Natural-language object grounding data:
☆ ☆ ☆ ☆ ☆

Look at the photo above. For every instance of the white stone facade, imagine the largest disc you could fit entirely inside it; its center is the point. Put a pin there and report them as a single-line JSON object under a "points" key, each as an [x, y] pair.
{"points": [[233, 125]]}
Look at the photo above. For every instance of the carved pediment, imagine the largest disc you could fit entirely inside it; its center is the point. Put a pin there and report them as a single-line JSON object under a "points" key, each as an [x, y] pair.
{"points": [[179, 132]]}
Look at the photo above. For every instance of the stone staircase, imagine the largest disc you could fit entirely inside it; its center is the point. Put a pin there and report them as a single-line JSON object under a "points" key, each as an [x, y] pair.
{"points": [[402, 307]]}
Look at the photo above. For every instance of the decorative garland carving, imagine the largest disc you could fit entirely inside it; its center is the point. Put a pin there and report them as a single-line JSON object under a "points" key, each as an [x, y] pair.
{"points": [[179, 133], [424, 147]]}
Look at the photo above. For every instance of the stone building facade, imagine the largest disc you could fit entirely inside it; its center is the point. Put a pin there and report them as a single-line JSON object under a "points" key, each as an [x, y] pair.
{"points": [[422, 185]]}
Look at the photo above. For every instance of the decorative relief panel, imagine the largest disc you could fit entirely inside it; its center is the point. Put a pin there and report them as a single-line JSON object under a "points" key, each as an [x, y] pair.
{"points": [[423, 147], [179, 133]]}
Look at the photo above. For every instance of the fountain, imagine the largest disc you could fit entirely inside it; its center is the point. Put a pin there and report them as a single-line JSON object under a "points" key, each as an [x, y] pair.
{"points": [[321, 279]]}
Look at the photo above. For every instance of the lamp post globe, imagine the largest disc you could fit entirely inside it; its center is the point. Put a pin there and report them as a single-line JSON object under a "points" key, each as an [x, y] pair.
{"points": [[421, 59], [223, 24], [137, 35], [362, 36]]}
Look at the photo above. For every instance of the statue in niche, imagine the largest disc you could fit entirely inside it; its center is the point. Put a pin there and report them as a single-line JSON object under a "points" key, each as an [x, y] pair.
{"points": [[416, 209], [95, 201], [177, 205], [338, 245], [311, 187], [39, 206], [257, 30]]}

☆ ☆ ☆ ☆ ☆

BRIEF
Please output exactly the lines from the one containing "Look at the photo above. For every instance of the statue" through the end of the records, both included.

YOUR SOLUTION
Look at the photo above. For every instance of the statue in niche, imagine the largest disc you could fit entirely inside it; its center is the point. Put a pin there and report them as a single-line JSON object under a "points" key, each as an [x, y] pair.
{"points": [[416, 209], [95, 201], [177, 205], [338, 245], [311, 187], [39, 206], [257, 30]]}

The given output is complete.